[Labeled contour entries]
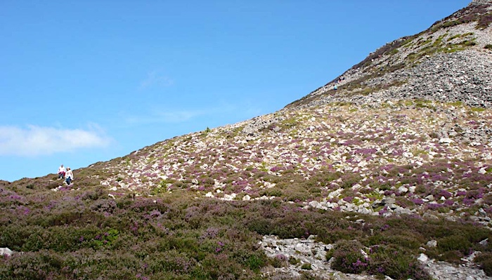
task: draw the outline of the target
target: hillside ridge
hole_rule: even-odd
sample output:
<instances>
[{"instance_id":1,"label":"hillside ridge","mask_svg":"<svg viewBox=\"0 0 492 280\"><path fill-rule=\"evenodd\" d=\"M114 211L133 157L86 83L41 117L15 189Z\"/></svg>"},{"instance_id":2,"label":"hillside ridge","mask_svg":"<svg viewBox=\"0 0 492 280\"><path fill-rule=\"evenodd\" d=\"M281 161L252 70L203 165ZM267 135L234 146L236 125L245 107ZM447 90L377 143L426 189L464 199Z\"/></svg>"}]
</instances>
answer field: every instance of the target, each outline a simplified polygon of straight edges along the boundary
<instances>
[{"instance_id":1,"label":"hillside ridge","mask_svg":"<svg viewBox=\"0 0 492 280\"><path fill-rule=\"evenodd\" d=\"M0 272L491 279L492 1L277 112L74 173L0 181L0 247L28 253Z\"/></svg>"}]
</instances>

* _What the task asks_: Copy every line of the items above word for word, omitting the pictures.

* _Written response_:
task: draw the outline of the target
target: hillside ridge
hole_rule: even-odd
sample output:
<instances>
[{"instance_id":1,"label":"hillside ridge","mask_svg":"<svg viewBox=\"0 0 492 280\"><path fill-rule=\"evenodd\" d=\"M114 211L133 157L86 83L41 117L15 189Z\"/></svg>"},{"instance_id":2,"label":"hillside ridge","mask_svg":"<svg viewBox=\"0 0 492 280\"><path fill-rule=\"evenodd\" d=\"M281 161L252 70L203 165ZM267 135L234 146L236 125L245 107ZM447 90L377 143L426 189L464 199Z\"/></svg>"}]
</instances>
answer field: every instance of the target, each outline a simplified polygon of straight edges along the boundary
<instances>
[{"instance_id":1,"label":"hillside ridge","mask_svg":"<svg viewBox=\"0 0 492 280\"><path fill-rule=\"evenodd\" d=\"M0 272L491 279L492 1L277 112L74 173L0 181L0 247L28 253Z\"/></svg>"}]
</instances>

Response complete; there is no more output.